__The problem__:
Beginning with the line that has "Task: localize green painted", please write out the remaining lines of the material exactly, the last one included.

__Data shown__:
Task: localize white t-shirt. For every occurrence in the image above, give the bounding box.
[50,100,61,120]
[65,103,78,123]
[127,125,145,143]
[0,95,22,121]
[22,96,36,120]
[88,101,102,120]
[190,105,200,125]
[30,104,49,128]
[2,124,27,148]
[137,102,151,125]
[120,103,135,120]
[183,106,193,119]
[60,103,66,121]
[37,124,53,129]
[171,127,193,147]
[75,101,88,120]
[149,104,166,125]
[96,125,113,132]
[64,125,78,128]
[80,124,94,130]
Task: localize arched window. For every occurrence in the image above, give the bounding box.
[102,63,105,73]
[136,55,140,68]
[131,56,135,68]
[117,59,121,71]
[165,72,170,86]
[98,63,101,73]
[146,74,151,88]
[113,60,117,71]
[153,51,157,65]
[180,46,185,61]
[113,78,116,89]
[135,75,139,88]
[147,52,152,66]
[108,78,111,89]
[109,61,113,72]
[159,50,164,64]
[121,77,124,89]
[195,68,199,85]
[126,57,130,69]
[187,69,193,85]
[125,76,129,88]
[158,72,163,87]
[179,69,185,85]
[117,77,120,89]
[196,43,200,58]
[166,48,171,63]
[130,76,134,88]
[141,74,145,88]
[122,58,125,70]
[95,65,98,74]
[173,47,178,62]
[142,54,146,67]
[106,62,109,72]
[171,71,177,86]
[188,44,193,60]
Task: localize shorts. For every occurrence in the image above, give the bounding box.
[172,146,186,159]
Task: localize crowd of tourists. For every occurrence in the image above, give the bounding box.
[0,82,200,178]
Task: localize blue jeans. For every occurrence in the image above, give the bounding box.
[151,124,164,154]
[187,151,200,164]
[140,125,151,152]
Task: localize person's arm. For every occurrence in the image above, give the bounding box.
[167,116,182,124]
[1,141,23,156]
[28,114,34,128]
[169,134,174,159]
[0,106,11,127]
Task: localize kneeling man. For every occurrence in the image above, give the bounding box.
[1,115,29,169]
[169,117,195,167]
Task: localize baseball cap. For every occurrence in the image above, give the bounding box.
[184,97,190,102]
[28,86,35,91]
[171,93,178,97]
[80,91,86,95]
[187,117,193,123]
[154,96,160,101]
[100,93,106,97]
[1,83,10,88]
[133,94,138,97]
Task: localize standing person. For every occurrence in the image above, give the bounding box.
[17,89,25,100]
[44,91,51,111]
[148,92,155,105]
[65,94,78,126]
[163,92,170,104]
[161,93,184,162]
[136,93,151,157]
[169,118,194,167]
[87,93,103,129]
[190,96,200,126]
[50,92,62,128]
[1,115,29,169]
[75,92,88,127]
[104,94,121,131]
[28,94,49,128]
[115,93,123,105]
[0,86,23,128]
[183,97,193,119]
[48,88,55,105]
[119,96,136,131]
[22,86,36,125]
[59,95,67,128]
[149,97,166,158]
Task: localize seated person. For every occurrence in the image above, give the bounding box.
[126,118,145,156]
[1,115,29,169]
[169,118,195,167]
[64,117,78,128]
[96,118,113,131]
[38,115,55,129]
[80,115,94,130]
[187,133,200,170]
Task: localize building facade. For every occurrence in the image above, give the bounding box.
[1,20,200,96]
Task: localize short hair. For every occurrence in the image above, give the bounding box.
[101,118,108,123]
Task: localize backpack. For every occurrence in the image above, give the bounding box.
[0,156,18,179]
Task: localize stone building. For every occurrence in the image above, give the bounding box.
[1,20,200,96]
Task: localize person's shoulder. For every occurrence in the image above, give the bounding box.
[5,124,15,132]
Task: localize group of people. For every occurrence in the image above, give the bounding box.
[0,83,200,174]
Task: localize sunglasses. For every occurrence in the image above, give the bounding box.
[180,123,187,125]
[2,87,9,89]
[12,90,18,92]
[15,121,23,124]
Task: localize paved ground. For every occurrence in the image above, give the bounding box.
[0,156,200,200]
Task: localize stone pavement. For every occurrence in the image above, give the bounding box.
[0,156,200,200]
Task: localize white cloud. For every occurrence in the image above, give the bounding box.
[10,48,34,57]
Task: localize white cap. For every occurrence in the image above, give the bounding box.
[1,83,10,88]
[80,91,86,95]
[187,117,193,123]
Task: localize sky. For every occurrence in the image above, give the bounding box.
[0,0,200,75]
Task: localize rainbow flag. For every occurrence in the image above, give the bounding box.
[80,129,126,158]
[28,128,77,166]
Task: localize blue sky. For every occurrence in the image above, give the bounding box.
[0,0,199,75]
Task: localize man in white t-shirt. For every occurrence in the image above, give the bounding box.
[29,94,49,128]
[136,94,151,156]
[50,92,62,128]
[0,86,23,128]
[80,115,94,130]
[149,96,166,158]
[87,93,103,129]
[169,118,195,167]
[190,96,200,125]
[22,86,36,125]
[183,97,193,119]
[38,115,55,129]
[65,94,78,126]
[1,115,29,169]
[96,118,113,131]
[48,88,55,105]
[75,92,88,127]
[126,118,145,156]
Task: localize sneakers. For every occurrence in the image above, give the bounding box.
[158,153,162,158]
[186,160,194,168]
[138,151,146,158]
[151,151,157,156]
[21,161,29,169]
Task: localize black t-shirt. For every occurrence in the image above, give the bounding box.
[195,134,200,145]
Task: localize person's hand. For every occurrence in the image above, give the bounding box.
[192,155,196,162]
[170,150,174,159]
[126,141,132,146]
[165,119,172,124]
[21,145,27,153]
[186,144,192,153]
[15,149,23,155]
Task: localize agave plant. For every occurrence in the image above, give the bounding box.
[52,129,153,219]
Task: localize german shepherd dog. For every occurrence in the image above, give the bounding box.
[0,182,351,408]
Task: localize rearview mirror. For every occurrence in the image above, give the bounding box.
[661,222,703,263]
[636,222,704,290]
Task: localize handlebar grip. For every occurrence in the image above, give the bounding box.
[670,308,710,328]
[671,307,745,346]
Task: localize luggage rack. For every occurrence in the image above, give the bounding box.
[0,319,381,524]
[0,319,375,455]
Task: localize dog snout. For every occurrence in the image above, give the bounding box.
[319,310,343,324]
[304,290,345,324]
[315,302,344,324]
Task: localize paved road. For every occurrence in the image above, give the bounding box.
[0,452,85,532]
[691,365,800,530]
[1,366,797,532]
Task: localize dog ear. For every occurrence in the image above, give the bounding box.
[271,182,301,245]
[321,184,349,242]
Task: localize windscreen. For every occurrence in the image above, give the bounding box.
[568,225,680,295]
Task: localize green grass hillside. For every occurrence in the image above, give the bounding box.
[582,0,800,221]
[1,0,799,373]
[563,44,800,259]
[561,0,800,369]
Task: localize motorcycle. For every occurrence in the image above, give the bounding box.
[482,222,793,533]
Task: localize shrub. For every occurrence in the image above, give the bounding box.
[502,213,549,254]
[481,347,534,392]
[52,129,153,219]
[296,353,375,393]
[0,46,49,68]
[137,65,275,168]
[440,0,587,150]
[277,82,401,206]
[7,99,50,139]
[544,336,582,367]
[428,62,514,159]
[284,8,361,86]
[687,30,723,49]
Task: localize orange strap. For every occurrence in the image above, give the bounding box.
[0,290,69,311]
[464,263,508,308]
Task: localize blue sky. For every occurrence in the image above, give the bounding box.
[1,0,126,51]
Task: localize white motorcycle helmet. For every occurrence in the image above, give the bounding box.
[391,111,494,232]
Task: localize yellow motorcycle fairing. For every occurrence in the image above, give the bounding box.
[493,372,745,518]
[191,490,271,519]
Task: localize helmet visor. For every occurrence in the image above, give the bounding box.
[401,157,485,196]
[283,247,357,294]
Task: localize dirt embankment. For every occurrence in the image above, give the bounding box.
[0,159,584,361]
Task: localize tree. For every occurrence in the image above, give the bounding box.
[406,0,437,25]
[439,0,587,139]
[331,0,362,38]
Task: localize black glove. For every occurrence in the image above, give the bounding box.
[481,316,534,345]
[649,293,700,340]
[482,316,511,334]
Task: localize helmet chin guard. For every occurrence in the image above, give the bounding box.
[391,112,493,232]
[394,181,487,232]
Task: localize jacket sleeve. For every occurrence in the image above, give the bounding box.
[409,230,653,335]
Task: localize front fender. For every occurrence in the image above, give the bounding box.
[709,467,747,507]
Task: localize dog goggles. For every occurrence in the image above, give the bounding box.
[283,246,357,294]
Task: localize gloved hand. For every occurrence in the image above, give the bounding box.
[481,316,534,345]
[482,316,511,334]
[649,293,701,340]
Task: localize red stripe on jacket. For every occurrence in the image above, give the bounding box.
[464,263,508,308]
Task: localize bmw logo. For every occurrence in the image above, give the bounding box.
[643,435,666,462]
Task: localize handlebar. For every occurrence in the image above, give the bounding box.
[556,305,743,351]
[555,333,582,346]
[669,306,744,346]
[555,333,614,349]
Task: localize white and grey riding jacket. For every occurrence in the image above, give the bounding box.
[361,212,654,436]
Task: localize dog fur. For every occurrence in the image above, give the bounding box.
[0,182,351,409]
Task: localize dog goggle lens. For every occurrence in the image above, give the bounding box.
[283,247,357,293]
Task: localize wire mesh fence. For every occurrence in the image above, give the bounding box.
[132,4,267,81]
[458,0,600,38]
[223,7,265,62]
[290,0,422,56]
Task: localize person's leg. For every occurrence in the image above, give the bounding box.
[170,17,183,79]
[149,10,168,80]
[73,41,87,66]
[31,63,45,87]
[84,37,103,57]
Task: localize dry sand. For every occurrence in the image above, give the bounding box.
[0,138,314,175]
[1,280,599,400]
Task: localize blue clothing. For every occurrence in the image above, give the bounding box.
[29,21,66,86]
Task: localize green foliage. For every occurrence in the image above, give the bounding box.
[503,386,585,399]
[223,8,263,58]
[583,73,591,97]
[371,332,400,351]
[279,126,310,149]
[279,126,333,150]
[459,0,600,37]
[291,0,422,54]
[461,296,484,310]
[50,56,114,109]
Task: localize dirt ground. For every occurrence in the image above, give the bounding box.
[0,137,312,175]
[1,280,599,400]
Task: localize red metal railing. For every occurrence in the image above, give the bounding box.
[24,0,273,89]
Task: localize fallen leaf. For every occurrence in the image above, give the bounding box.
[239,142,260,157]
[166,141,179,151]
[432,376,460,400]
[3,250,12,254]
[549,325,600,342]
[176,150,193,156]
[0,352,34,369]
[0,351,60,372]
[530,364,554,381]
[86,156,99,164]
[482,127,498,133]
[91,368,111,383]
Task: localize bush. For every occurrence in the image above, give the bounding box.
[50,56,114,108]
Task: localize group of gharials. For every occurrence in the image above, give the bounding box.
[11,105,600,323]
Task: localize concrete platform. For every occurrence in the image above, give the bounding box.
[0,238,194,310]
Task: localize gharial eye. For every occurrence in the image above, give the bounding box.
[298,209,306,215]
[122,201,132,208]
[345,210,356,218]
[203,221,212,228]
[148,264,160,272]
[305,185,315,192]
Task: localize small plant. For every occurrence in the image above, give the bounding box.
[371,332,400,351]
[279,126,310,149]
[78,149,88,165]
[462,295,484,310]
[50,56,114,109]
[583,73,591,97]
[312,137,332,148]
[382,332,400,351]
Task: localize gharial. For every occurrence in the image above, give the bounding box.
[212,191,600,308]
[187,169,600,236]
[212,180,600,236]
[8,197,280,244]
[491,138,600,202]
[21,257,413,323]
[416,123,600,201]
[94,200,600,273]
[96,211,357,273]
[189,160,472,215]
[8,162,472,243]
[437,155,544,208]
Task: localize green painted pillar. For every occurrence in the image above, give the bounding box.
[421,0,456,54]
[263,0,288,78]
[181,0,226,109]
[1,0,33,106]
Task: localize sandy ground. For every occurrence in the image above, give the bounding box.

__Reply to the exercise__:
Task: localize green painted pillar. For every occurrence in the image above, give the bounding box.
[421,0,456,54]
[263,0,288,78]
[181,0,226,109]
[1,0,33,106]
Task: localize sandy ground. For every occurrence in the image above, give the bounding box.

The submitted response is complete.